═════ DATA SHOWN
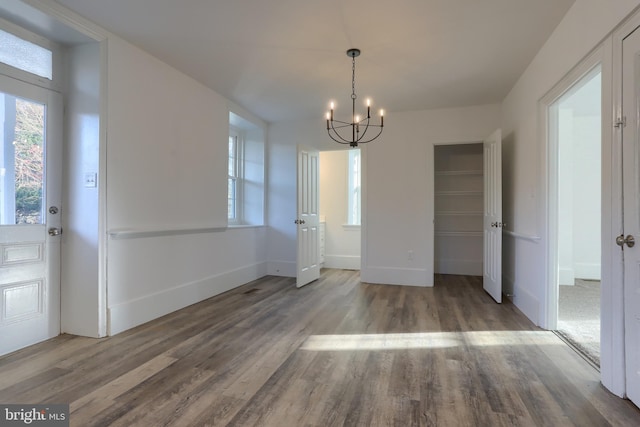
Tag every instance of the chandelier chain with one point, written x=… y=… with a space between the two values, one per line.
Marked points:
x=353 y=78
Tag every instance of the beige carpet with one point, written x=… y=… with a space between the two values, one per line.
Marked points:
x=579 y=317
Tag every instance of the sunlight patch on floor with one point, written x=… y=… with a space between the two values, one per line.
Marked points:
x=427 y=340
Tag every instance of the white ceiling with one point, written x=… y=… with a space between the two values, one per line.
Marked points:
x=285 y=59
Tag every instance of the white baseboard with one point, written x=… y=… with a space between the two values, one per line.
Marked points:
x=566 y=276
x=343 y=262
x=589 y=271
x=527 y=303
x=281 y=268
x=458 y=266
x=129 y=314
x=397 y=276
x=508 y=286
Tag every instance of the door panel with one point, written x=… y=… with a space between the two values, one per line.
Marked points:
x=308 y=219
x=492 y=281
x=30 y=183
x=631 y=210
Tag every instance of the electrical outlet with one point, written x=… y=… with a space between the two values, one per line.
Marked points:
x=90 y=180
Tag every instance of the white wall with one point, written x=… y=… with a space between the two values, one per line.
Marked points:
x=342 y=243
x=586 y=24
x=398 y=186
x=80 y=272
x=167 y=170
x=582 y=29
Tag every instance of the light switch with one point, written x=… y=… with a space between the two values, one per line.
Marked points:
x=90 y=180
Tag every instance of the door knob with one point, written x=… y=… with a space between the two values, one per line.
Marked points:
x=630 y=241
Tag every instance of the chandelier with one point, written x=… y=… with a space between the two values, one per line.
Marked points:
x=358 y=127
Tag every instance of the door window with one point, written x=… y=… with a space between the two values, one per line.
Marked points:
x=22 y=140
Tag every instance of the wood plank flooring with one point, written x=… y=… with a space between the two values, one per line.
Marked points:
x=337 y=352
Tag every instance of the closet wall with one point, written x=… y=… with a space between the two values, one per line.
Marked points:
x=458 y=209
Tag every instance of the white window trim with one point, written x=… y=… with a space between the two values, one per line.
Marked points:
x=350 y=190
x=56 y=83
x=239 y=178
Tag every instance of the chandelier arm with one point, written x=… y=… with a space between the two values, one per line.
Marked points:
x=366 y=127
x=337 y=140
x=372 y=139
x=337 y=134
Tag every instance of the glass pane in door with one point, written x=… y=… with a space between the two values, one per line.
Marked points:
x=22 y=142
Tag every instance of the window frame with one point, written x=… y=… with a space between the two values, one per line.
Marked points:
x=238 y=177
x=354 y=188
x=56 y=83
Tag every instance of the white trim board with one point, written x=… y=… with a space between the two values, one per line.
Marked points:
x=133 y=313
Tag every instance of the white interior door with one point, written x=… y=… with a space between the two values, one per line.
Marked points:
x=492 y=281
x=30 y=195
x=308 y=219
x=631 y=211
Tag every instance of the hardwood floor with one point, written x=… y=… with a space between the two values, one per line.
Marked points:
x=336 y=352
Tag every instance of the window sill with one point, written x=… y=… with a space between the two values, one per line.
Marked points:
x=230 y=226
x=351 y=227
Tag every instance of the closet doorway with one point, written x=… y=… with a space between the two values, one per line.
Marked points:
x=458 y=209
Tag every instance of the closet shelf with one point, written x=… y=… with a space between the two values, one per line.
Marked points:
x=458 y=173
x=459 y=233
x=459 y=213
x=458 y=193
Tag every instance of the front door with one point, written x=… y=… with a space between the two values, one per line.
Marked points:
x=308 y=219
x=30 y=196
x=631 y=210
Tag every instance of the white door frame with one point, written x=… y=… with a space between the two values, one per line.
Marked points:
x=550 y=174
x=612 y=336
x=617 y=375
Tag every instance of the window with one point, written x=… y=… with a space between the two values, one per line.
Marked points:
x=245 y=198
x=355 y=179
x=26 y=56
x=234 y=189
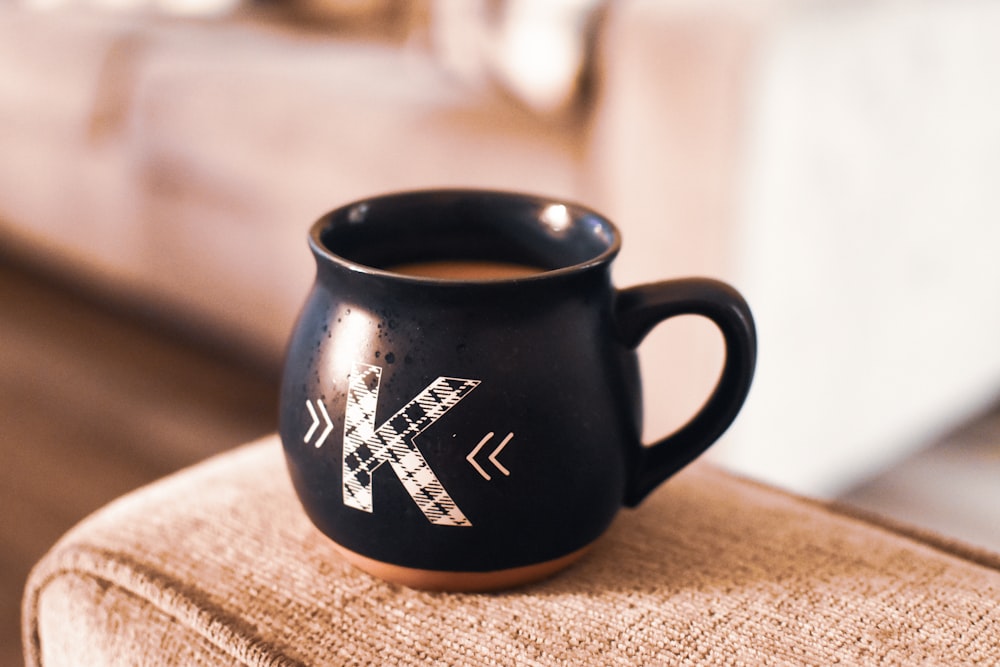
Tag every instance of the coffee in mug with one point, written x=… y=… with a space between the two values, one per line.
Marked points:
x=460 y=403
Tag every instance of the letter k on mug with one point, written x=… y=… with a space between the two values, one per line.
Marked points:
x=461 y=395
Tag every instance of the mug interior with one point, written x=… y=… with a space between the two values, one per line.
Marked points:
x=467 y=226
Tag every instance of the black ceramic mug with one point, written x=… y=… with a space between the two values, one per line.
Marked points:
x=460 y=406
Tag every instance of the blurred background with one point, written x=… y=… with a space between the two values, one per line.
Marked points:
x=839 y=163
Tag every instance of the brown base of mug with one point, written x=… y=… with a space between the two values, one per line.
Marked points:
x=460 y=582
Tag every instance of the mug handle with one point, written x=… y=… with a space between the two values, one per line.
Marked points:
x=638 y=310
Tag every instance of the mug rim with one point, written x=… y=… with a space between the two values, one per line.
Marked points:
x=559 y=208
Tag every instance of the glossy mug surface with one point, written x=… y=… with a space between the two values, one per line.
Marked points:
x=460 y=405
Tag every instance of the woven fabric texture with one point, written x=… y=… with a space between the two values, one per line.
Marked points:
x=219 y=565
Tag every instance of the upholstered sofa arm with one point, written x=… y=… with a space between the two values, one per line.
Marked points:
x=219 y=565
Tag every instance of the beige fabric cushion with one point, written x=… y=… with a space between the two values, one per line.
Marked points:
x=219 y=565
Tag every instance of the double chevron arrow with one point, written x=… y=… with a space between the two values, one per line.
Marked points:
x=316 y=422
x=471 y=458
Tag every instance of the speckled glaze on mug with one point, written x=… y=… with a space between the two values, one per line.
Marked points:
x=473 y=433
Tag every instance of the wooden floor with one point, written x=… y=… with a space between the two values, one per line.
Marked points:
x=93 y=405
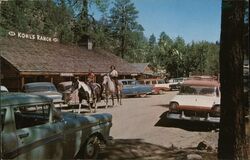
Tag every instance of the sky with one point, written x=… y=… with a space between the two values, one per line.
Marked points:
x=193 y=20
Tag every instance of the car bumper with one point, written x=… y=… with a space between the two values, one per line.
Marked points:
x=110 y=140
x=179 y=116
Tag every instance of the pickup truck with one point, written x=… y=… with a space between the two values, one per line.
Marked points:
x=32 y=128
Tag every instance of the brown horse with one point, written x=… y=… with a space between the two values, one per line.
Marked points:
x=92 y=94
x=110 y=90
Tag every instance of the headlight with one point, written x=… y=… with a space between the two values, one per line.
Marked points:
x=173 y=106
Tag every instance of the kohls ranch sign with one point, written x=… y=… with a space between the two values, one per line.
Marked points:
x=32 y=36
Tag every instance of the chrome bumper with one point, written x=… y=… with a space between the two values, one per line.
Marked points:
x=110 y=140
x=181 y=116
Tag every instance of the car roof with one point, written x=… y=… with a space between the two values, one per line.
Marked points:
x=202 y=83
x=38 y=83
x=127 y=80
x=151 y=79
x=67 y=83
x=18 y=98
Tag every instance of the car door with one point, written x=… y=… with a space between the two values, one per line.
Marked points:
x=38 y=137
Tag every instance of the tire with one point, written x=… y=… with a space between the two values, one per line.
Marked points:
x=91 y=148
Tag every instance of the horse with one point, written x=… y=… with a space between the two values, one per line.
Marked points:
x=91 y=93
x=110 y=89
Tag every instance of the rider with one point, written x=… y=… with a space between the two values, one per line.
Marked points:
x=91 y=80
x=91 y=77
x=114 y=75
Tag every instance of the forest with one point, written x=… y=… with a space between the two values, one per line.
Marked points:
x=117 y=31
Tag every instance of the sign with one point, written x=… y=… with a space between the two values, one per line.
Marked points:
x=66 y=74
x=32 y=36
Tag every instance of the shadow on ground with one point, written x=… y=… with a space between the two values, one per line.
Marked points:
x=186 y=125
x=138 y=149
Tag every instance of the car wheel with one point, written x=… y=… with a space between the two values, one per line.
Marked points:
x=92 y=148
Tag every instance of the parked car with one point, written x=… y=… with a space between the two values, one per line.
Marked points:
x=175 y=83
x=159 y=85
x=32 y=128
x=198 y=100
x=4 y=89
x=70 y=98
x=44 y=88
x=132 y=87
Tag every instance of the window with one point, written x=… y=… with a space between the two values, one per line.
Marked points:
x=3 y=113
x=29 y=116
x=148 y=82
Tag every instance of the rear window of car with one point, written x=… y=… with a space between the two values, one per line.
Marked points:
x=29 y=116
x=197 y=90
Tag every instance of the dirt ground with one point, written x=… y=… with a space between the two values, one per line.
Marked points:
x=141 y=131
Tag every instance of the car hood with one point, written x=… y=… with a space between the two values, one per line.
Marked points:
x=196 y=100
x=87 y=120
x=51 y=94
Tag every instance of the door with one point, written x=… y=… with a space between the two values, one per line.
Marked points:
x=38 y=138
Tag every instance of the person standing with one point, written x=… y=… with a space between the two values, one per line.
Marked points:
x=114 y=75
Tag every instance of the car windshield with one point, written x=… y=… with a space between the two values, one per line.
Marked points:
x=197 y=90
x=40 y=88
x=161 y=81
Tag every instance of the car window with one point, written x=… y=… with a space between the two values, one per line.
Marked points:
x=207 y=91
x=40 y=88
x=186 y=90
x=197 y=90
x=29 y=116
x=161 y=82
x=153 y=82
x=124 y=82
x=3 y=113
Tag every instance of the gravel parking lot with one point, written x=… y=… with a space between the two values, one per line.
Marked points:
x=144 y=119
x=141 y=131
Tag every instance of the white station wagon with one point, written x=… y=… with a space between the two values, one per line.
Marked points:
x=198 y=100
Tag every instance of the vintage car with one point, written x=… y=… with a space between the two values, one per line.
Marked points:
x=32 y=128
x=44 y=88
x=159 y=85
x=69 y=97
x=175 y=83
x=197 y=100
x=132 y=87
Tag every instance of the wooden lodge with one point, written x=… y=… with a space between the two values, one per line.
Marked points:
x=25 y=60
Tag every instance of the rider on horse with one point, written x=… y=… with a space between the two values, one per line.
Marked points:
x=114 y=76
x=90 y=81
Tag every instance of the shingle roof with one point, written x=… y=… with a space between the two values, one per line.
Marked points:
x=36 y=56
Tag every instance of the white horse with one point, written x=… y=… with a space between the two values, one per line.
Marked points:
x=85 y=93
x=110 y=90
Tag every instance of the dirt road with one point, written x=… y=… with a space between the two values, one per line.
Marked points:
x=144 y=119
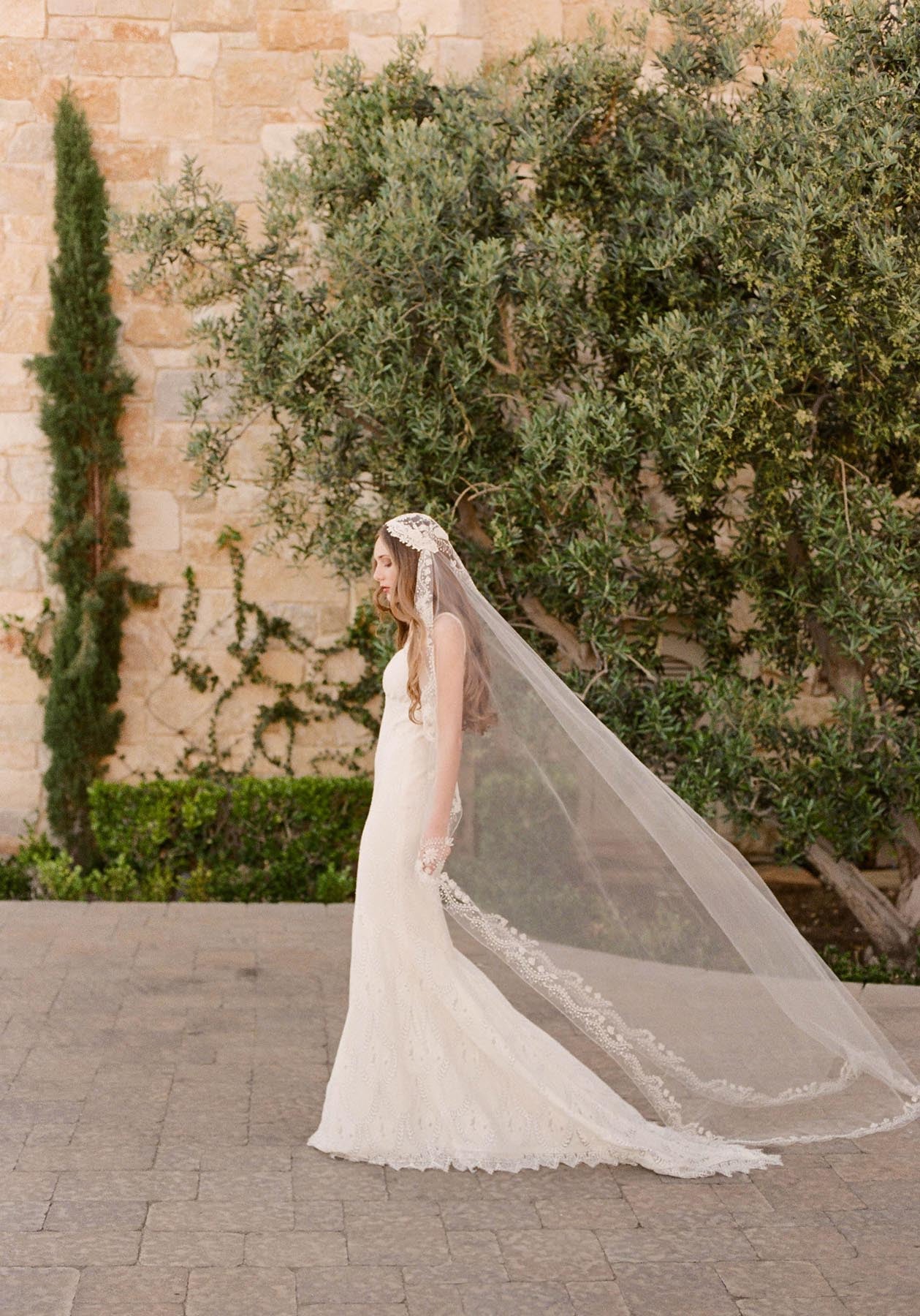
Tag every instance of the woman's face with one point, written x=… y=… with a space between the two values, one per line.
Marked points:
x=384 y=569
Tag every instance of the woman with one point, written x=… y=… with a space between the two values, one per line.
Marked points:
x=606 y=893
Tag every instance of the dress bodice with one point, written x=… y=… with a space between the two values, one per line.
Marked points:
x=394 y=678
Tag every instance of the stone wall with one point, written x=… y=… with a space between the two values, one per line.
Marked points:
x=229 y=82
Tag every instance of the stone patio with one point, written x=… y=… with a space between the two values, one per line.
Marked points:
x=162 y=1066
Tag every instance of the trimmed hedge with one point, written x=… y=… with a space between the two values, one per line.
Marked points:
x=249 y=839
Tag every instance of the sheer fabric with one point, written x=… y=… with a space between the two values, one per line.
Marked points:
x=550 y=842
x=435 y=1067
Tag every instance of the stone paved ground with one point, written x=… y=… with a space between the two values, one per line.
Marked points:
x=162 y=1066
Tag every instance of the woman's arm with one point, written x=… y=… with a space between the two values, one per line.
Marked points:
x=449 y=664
══════════
• [TASK DIRECTIONS] Would you please copy exactly the part of the entries above that begins at the line containing "Tag every instance of the chandelier arm" and ends at the line containing "Tag every instance of the window sill", both lines included?

• [TASK SOLUTION]
Tag every instance of the chandelier arm with one point, written x=… y=… with a space between the two values, one per line.
Marked points:
x=366 y=127
x=337 y=140
x=372 y=139
x=337 y=134
Tag every instance of the glass pane in door with one point, written x=… y=… with a space between the two values, one per line.
Marked points:
x=22 y=142
Tag every instance of the window frame with one point, written x=… y=… with a space between the two values, one per line.
Marked points:
x=238 y=177
x=354 y=188
x=56 y=83
Tag every instance of the white trim board with one point, written x=… y=… with a space between the two values, one per line.
Marked points:
x=133 y=313
Tag every instance of the white interior door with one point, written x=… y=… with a space between the two values, one per line.
Marked points:
x=492 y=281
x=30 y=195
x=308 y=219
x=631 y=211
Tag every instance of the hardwood floor with one point, written x=… y=… with a space between the two values, one per line.
Marked points:
x=336 y=352
Tag every instance of the window sill with one point, written x=… y=… with a space between the two values, one per line.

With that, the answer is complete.